Exercise text START

Neurological Biomarkers: How Whole Genome Sequencing Maps the Serum Proteome

The complexity of neurological disorders, compounded by their rising global burden, underscores the urgent need for innovative diagnostic and therapeutic approaches. This study, published in Nature Communications, pioneers a novel approach by integrating whole genome sequencing (WGS) with protein quantitative trait locus (pQTL) analysis to decode the serum proteome and its links to neurological diseases. By examining 184 neurologically relevant proteins across two isolated Greek population cohorts (MANOLIS and Pomak), this research offers transformative insights into protein-disease associations, with implications for biomarker discovery and drug repurposing.

Exercise text END

Rewrite the neurological biomarkers text from "The complexity of" to "and drug repurposing.", replacing "Nature Communications" with "Nature Genetics".

Dataset entries START

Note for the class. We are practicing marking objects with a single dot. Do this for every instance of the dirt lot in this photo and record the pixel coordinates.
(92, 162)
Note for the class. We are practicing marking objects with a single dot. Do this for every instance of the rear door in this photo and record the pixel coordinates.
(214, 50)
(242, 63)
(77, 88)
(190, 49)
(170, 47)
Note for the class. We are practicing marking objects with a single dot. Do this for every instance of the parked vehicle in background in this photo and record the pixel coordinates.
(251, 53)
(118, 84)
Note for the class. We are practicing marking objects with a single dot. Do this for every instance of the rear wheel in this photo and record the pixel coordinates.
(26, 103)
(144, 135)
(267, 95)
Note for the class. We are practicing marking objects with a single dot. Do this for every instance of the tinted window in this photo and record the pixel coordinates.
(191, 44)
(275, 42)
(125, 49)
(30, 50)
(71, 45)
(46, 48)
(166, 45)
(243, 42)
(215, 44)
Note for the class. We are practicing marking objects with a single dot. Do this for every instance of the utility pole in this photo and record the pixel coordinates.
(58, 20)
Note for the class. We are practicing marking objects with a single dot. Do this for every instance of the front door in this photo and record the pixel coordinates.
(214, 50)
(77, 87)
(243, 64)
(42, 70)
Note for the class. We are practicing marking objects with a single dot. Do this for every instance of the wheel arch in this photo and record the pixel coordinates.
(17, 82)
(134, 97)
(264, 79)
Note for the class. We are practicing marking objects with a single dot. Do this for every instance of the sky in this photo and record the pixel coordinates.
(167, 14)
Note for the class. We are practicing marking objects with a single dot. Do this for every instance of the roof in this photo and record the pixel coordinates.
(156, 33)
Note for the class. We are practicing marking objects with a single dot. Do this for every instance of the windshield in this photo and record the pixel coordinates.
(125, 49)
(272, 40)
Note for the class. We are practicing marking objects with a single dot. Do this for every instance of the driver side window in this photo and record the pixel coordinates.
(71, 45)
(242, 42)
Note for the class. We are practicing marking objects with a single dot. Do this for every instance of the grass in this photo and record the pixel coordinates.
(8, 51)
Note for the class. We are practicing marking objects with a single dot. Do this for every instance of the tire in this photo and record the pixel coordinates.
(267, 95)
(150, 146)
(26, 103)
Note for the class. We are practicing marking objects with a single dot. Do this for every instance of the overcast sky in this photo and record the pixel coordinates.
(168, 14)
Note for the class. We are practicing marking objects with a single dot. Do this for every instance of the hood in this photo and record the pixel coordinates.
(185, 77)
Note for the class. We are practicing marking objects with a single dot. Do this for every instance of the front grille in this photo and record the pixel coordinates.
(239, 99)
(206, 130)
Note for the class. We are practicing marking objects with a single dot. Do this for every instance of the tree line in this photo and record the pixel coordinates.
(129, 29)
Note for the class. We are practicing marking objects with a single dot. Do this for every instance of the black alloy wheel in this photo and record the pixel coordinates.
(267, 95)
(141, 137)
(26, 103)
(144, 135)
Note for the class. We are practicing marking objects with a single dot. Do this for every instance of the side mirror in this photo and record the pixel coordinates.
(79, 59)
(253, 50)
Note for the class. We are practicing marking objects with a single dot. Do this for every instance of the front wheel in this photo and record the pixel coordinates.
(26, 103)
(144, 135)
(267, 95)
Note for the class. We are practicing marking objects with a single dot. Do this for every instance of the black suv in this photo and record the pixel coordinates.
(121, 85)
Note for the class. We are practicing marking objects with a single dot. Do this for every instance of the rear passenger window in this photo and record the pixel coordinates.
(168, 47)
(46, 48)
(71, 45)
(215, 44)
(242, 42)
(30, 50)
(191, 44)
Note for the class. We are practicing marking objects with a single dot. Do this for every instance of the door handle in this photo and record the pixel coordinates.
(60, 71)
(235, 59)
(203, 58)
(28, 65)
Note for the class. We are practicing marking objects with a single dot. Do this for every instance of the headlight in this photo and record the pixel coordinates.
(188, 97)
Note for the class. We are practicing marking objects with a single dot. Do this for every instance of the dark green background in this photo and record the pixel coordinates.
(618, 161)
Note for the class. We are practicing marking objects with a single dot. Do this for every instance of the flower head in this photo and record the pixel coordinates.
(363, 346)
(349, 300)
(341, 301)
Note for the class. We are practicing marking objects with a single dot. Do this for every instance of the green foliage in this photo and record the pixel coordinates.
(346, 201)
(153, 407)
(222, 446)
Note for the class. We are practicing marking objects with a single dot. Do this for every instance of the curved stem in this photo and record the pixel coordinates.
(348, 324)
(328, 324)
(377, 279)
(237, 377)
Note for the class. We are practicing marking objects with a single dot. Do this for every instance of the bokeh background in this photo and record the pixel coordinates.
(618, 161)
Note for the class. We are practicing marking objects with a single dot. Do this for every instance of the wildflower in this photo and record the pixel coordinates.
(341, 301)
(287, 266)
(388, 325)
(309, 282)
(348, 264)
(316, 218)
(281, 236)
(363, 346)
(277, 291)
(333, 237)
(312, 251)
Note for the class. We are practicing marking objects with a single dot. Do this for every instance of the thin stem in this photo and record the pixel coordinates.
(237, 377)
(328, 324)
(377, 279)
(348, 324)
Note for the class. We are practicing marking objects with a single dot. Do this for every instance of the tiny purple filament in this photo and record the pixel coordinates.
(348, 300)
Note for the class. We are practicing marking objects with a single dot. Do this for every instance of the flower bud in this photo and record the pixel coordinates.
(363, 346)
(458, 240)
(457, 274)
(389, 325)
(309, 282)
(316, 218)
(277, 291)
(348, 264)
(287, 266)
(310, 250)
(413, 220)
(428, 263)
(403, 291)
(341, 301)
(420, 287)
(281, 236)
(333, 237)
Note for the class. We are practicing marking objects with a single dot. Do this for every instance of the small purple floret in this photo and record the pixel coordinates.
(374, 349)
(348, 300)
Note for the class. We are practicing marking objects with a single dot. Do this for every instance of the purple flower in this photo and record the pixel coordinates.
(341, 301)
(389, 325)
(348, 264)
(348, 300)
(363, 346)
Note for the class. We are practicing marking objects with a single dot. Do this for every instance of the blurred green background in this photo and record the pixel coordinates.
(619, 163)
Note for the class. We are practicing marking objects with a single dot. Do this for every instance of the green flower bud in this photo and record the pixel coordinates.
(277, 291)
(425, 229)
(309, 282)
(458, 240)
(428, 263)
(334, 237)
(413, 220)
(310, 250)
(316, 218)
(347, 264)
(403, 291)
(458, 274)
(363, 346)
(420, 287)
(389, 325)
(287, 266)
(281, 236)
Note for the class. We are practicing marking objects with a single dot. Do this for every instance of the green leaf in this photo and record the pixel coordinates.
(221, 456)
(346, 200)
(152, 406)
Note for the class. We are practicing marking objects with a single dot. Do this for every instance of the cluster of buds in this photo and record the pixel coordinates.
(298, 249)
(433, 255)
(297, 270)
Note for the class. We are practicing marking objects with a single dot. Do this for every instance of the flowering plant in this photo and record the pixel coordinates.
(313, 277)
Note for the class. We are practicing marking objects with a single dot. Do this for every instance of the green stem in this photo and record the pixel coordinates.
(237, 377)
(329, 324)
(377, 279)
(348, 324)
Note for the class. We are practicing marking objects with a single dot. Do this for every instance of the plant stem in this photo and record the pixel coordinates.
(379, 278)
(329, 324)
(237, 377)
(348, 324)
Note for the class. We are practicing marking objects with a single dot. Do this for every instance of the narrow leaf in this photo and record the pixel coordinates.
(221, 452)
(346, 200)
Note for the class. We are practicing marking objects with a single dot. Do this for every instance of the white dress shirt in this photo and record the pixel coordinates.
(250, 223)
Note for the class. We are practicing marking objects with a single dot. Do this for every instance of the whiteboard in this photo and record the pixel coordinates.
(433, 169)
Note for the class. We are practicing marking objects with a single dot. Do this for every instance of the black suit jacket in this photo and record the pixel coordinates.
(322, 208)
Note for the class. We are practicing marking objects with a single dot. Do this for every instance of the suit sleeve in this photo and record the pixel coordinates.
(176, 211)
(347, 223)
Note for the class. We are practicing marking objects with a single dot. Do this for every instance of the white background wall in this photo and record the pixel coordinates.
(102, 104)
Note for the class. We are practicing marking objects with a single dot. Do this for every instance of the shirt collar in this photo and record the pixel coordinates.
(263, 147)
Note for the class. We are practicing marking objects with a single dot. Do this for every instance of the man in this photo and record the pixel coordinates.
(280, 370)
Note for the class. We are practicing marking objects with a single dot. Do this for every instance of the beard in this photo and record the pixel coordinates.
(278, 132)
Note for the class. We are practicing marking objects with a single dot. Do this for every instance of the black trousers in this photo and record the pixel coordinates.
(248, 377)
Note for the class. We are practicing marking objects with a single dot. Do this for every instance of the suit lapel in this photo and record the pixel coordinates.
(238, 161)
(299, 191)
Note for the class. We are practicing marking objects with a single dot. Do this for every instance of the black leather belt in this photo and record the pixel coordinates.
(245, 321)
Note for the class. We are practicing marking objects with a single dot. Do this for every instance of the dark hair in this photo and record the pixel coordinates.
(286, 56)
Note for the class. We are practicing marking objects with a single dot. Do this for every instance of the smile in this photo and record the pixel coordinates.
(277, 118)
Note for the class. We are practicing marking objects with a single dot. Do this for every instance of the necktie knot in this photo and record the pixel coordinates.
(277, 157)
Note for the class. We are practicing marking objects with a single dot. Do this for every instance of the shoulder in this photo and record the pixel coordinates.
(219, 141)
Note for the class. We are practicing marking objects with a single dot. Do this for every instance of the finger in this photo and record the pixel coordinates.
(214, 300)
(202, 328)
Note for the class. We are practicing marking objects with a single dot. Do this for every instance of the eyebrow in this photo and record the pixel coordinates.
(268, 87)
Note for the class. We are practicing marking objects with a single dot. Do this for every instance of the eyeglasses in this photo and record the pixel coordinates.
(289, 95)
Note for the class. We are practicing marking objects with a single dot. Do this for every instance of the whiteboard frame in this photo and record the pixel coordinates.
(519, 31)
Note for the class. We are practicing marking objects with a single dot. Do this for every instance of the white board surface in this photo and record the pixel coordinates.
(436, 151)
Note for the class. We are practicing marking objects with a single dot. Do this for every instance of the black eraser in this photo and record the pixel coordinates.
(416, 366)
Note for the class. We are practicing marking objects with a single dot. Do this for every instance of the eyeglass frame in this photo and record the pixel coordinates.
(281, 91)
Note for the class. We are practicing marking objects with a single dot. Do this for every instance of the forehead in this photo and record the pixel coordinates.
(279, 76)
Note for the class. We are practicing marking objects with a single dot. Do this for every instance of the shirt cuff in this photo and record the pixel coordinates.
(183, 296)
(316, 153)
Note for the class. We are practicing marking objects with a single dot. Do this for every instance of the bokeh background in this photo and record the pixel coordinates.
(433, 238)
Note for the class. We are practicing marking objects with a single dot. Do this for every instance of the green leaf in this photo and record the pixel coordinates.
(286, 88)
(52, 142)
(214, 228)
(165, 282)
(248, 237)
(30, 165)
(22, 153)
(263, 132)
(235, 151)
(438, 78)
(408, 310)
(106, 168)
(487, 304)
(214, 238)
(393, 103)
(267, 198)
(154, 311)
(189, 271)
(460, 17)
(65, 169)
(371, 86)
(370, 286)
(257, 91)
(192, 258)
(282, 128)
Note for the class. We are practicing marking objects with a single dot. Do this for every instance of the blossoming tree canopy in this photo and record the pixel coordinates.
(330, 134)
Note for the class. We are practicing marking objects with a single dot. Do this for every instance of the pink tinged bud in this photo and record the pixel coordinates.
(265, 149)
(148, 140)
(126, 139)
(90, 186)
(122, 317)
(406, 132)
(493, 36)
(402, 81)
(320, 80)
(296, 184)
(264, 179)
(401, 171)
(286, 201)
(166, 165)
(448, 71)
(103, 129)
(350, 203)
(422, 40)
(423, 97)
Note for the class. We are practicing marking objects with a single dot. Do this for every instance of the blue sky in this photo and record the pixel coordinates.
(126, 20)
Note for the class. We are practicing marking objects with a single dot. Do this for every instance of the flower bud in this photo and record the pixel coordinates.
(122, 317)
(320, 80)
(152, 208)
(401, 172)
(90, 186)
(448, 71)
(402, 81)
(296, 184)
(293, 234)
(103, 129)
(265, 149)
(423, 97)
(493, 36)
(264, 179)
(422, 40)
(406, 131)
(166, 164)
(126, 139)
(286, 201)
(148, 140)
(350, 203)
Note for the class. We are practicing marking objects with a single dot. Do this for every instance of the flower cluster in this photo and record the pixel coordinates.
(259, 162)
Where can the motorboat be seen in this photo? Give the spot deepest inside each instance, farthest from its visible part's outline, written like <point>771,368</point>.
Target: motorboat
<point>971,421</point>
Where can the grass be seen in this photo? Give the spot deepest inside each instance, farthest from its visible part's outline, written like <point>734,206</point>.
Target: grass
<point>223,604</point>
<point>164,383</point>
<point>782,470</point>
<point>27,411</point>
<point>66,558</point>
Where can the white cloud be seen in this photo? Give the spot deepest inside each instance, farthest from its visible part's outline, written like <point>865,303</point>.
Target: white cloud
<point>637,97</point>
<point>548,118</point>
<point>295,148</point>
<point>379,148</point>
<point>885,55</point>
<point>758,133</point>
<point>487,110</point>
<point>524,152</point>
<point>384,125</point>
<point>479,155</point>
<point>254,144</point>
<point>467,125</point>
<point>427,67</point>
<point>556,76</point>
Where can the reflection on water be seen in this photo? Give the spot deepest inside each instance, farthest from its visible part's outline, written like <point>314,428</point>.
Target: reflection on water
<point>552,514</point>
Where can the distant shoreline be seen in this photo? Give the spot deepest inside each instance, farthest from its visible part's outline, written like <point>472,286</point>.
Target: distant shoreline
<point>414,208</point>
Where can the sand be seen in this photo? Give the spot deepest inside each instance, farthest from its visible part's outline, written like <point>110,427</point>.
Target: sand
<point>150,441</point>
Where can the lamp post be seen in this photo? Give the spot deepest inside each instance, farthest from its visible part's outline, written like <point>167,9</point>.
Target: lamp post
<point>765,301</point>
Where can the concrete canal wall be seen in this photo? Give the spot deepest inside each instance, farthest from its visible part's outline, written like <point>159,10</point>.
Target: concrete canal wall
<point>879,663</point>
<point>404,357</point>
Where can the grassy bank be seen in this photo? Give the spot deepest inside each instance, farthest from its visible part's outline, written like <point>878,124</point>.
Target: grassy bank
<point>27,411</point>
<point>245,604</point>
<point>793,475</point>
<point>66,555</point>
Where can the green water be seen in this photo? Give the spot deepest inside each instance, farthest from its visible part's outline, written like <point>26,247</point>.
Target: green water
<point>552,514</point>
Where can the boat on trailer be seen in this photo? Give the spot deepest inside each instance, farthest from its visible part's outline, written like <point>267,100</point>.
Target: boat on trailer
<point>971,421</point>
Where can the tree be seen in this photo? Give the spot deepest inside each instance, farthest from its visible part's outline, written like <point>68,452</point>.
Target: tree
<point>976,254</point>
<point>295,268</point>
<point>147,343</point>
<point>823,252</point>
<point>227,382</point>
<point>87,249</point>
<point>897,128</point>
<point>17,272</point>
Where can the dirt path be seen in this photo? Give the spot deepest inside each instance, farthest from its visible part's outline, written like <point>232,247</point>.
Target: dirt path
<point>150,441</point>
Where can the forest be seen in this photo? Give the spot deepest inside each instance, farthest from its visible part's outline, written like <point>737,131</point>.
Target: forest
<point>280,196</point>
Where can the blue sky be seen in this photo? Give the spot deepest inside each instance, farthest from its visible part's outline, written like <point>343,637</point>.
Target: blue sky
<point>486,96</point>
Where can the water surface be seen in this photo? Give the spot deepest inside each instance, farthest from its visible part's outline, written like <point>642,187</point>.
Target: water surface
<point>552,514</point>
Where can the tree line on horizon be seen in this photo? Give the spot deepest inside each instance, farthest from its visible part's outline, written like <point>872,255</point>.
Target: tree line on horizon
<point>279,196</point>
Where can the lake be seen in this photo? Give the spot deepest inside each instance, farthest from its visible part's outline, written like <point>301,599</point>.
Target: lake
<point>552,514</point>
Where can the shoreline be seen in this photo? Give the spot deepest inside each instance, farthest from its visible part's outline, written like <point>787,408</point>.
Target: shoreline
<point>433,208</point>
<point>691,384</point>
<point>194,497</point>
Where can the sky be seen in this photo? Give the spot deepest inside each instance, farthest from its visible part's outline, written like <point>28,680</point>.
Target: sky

Dataset entries END

:: Task response ::
The complexity of neurological disorders, compounded by their rising global burden, underscores the urgent need for innovative diagnostic and therapeutic approaches. This study, published in Nature Genetics, pioneers a novel approach by integrating whole genome sequencing (WGS) with protein quantitative trait locus (pQTL) analysis to decode the serum proteome and its links to neurological diseases. By examining 184 neurologically relevant proteins across two isolated Greek population cohorts (MANOLIS and Pomak), this research offers transformative insights into protein-disease associations, with implications for biomarker discovery and drug repurposing.